▸ YOUR INSTRUCTIONS: Give the lines below as a JSON list of strings with one string per line, omitting blank lines.

start DATA EXCERPTS

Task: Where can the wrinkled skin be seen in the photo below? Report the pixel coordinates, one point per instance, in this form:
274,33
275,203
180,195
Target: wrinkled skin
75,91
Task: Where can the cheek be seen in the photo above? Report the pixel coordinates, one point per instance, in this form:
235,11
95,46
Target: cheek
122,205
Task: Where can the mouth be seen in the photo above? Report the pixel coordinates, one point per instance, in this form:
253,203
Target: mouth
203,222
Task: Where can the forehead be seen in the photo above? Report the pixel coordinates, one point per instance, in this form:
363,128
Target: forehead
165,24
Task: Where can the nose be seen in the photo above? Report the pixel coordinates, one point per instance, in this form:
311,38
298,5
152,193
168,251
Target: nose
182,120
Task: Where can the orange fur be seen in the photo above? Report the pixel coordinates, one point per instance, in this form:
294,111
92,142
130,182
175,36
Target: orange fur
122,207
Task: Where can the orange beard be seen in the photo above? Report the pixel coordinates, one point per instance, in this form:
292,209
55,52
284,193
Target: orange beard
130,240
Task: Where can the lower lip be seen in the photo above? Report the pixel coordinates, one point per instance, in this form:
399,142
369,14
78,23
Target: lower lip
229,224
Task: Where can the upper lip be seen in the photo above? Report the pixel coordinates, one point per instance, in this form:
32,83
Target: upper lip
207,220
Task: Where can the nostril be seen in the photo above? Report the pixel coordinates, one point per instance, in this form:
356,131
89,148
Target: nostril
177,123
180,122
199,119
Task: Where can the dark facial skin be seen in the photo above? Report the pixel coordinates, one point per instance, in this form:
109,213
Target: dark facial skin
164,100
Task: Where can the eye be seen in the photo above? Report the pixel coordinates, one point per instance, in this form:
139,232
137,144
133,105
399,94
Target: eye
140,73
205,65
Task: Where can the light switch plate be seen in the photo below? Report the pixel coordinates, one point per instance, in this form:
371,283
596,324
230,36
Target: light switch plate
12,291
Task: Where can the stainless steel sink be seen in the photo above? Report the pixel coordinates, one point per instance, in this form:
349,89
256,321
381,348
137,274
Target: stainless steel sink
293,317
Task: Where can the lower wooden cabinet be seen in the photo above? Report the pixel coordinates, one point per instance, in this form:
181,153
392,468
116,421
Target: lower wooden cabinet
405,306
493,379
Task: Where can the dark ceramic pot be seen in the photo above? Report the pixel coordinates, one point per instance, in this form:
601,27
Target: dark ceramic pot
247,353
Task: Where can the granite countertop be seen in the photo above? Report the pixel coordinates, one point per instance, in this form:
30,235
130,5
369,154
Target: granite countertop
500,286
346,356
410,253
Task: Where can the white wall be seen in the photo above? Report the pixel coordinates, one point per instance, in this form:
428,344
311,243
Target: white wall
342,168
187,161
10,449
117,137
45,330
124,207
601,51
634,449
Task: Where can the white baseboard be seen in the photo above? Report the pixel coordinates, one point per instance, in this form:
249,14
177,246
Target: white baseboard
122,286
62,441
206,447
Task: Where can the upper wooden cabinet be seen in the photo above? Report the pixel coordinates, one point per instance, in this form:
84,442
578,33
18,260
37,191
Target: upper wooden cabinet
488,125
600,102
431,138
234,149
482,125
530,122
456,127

end DATA EXCERPTS

▸ RESPONSE TO THIS EXERCISE:
[
  "Task: Where can the wrinkled skin be seen in the photo below? Report the pixel coordinates, one point per instance, in this form:",
  "274,33",
  "275,203",
  "180,195",
  "Target: wrinkled skin",
  "75,91",
  "Task: Where can the cheek be seen in the photo above? Report the pixel coordinates, one point per instance, in this form:",
  "235,11",
  "95,46",
  "Target: cheek",
  "122,205",
  "Task: Where can the mouth be seen in the photo above? Report the pixel coordinates, one point per instance, in this form:",
  "253,203",
  "Target: mouth",
  "203,222",
  "Task: Where can the forehead be seen in the photo above? Report the pixel coordinates, one point per instance, in this form:",
  "363,128",
  "Target: forehead",
  "165,24",
  "Task: Where can the nose be seen in the photo above? Report the pixel coordinates, one point per instance, in this form:",
  "311,38",
  "298,5",
  "152,193",
  "168,251",
  "Target: nose",
  "182,120",
  "Task: Where can the orange fur be seen in the photo above? Report the pixel coordinates, one point per instance, in this form:",
  "294,111",
  "92,142",
  "130,182",
  "175,36",
  "Target: orange fur",
  "122,207",
  "Task: Where can the orange beard be seen in the photo above? Report the pixel coordinates, one point per instance, in this form:",
  "292,209",
  "55,52",
  "284,193",
  "Target: orange beard",
  "130,240",
  "Task: Where can the lower lip be seen in the photo above? Report the pixel coordinates, one point per instance, in this form:",
  "399,142",
  "369,14",
  "78,23",
  "Target: lower lip",
  "229,224",
  "Task: Where can the upper lip be seen in the photo above? Report the pixel coordinates, one point per instance, in this form:",
  "32,83",
  "Target: upper lip",
  "207,220",
  "Task: Where can the nostril be seen in the photo above? Report the pixel coordinates, one point per instance, in this form:",
  "356,131",
  "89,148",
  "Target: nostril",
  "177,123",
  "180,122",
  "199,119",
  "Task: Where can the dark facial skin be seen in the photo above? Report the pixel coordinates, one point per instance, in this form:",
  "109,213",
  "Target: dark facial skin",
  "164,100",
  "Task: Where can the eye be seen in the photo above? Report the pixel coordinates, one point per instance, in this form:",
  "139,232",
  "137,144",
  "133,105",
  "399,94",
  "Target: eye",
  "140,73",
  "205,65",
  "Task: Where can the light switch plate be seen in the photo below? Report the pixel coordinates, one point per instance, in this form:",
  "371,283",
  "596,324",
  "230,36",
  "Target: light switch plate",
  "12,291",
  "Task: Where can the stainless steel sink be seen in the photo above? Report the pixel coordinates, one point per instance, in this form:",
  "349,89",
  "256,321",
  "381,348",
  "137,274",
  "Target: stainless steel sink",
  "293,317",
  "Task: Where can the lower wooden cabinet be seen in the photo above? Report the pixel coordinates, one point per instance, in this form:",
  "181,153",
  "392,468",
  "116,421",
  "Target: lower wooden cabinet",
  "405,306",
  "493,379",
  "Task: Where can the dark ceramic pot be seen in the photo above? Report the pixel coordinates, one point per instance, in this form:",
  "601,27",
  "Target: dark ceramic pot",
  "247,353",
  "Task: Where can the granite countertop be seen in the photo above? Report the pixel coordinates, one point per instance, in this form:",
  "30,235",
  "130,5",
  "369,154",
  "Target: granite countertop",
  "500,286",
  "346,356",
  "410,253",
  "Task: Where can the white wall be seen in the photo above? Report the pixel coordinates, one point per instance, in this form:",
  "428,344",
  "311,243",
  "Target: white wall",
  "342,168",
  "187,161",
  "10,449",
  "117,137",
  "45,330",
  "124,207",
  "601,51",
  "634,449",
  "Task: Where can the white baseboard be seen in the photo above? Report the pixel coordinates, one point per instance, in this form:",
  "249,14",
  "177,246",
  "Target: white baseboard",
  "122,286",
  "62,441",
  "206,447",
  "Task: Where can the upper wooden cabinet be seen in the photo above? Report the pixel coordinates, one point per instance, in this form:",
  "84,442",
  "578,33",
  "18,260",
  "37,191",
  "Target: upper wooden cabinet",
  "488,125",
  "600,102",
  "431,138",
  "234,149",
  "482,125",
  "530,122",
  "456,127"
]